#### [Exercise prompt]
Transcribe the entries that follow, word for word.

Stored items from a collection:
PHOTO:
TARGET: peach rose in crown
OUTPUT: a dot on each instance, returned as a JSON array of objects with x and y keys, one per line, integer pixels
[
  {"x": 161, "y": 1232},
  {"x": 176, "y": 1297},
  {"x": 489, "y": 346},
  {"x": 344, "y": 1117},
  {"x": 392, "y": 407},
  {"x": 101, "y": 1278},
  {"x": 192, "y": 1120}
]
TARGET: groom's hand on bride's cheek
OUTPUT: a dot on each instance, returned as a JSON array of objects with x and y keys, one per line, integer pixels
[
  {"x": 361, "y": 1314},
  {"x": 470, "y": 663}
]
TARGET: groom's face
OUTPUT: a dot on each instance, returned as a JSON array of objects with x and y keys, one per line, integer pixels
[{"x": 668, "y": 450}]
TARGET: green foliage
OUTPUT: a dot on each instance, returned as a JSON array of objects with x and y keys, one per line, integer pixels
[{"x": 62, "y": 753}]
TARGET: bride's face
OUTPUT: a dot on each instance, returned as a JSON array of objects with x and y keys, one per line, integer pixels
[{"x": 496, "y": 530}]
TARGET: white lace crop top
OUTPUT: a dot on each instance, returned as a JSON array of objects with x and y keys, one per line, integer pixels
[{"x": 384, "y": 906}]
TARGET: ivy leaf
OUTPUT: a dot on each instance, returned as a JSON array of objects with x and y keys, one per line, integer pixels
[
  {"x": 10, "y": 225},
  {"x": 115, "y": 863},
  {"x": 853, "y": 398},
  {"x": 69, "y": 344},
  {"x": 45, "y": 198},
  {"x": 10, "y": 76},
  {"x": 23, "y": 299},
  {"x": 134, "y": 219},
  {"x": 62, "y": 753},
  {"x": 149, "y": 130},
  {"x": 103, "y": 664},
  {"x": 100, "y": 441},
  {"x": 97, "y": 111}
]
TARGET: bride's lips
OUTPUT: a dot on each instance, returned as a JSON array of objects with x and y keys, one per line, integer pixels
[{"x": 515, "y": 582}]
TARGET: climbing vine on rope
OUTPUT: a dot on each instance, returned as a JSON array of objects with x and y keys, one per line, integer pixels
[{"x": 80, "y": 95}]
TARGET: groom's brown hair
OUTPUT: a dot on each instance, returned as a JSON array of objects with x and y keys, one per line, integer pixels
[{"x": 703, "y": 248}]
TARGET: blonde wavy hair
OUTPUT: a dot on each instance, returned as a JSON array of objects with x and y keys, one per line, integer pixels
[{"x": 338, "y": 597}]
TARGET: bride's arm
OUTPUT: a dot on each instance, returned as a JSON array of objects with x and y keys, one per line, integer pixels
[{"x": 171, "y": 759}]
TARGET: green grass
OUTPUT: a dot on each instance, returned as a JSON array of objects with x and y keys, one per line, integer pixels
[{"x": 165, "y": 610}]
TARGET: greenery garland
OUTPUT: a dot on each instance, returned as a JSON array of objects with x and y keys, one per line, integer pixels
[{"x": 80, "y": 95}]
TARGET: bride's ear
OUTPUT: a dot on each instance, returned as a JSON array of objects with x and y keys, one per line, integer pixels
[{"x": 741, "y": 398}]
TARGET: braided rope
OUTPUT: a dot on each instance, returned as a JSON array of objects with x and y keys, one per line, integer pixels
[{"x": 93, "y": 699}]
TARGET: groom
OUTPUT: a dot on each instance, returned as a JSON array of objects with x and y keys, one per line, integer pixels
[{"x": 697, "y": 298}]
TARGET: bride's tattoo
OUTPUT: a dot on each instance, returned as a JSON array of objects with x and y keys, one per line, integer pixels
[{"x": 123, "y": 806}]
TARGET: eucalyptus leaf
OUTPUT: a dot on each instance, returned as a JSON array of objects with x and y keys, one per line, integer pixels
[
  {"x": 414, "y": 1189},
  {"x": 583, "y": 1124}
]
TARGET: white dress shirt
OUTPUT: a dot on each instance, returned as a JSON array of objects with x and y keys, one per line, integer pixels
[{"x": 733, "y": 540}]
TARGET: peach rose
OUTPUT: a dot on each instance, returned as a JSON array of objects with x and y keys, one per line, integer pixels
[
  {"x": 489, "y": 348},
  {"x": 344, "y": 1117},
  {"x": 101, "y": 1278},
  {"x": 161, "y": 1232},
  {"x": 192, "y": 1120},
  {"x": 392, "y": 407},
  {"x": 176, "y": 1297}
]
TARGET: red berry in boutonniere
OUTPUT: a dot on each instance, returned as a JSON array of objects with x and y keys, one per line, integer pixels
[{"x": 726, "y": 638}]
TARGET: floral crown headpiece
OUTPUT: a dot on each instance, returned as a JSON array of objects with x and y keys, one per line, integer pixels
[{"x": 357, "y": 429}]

#### [Reply to the task]
PHOTO:
TARGET: peach rose in crown
OUTPUT: a dot on each instance, returned as a JSON array of objects with x and y keys, one per line, integer pixels
[
  {"x": 161, "y": 1232},
  {"x": 176, "y": 1297},
  {"x": 489, "y": 346},
  {"x": 344, "y": 1117},
  {"x": 392, "y": 407},
  {"x": 101, "y": 1278},
  {"x": 192, "y": 1120}
]
TARGET: groom's hand on bride's cheek
OUTPUT: a dot on each instance, returned as a JSON array of objects with x and y keys, one per line, integer pixels
[
  {"x": 361, "y": 1314},
  {"x": 470, "y": 663}
]
TARGET: groom's face
OUTPUT: a dot on each instance, returned as a JSON array of objects with x and y keys, one per line, integer pixels
[{"x": 668, "y": 450}]
TARGET: green foliage
OUTPUT: a dot on each instance, returned as a JSON array of objects with x and y keys, one per line, integer pixels
[{"x": 62, "y": 753}]
TARGET: bride's face
OUTPUT: a dot on each instance, returned as a JSON array of objects with x and y keys, one per line, integer pixels
[{"x": 496, "y": 530}]
TARGET: white lace crop top
OUTPUT: a dot on each instance, returned as a JSON array of objects with x and y keys, one per line, integer pixels
[{"x": 384, "y": 906}]
TARGET: ivy leaf
OUTPUT: a dot on each instance, returned as a JSON array of objects with x and y keys, one per line, integer pixels
[
  {"x": 10, "y": 225},
  {"x": 115, "y": 863},
  {"x": 853, "y": 398},
  {"x": 69, "y": 344},
  {"x": 45, "y": 198},
  {"x": 10, "y": 76},
  {"x": 23, "y": 299},
  {"x": 134, "y": 219},
  {"x": 62, "y": 753},
  {"x": 149, "y": 130},
  {"x": 103, "y": 664},
  {"x": 100, "y": 441},
  {"x": 97, "y": 111}
]
TARGET: bride's lips
OUTPUT: a dot on each instance, returned as a JSON array of objects with x and y keys, one per line, integer pixels
[{"x": 515, "y": 582}]
TARGET: climbing vine on rope
OUTPUT: a dot on each instance, returned as a JSON array of objects with x and y keys, one per line, integer pixels
[{"x": 80, "y": 95}]
TARGET: groom's brown hair
OUTPUT: a dot on each instance, returned as a JSON array of objects with x and y keys, one per line, integer pixels
[{"x": 703, "y": 248}]
TARGET: blonde wavy hair
OUTPUT: a dot on each instance, returned as a JSON array of objects with x and y keys, one per line, integer pixels
[{"x": 338, "y": 597}]
TARGET: bride's arm
OUTPUT: a dot on each instance, returned as a JSON array of objects with x and y keys, one per line, integer pixels
[{"x": 171, "y": 759}]
TARGET: green grass
OUTPUT: a dot on each instance, returned as a JSON array of objects with x and y keys, one per line, integer pixels
[{"x": 165, "y": 610}]
TARGET: greenery garland
OUTPUT: a dot on each instance, returned as a JSON array of objects with x and y keys, one per line, integer pixels
[{"x": 80, "y": 95}]
TARGET: bride's ear
OUTPUT: a dot on each instance, returned as a JSON array of objects with x and y keys, one per line, integer pixels
[{"x": 741, "y": 398}]
TARGET: braided rope
OUTPUT: a dot on each instance, returned as a JSON array of objects with x and y keys, one per line, integer pixels
[{"x": 93, "y": 699}]
TARGET: groom
OUTPUT: a dot on each instance, returned as a JSON array of objects with x and y keys, one per line, integer pixels
[{"x": 697, "y": 298}]
TARGET: bride's tattoo
OUTPUT: a dot on each instance, returned as a JSON array of objects with x and y keys, one per line, integer pixels
[{"x": 123, "y": 806}]
TARGET: eucalyptus leaf
OUTPUT: a dot on each instance, returned as a JSON array of objects with x and y keys, one per line, integer pixels
[
  {"x": 414, "y": 1189},
  {"x": 583, "y": 1124}
]
TARGET: white dress shirt
OUTPUT: a dot on each instance, returned as a JSON array of objects with x and y keys, one per line, integer pixels
[{"x": 733, "y": 540}]
TARGET: peach rose
OUTPUT: a dot on each instance, returned as a JSON array of objects with x and y keys, one per line, integer pixels
[
  {"x": 489, "y": 348},
  {"x": 344, "y": 1117},
  {"x": 101, "y": 1278},
  {"x": 161, "y": 1232},
  {"x": 192, "y": 1120},
  {"x": 392, "y": 407},
  {"x": 176, "y": 1297}
]
TARGET: red berry in boutonniere
OUTPUT: a dot on each instance, returned as a JSON array of objects with x and y keys, one per line, integer pixels
[{"x": 726, "y": 638}]
TARGET: floral crown headpiece
OUTPUT: a dot on each instance, returned as a JSON array of objects with x and y keys, one per line, integer pixels
[{"x": 357, "y": 429}]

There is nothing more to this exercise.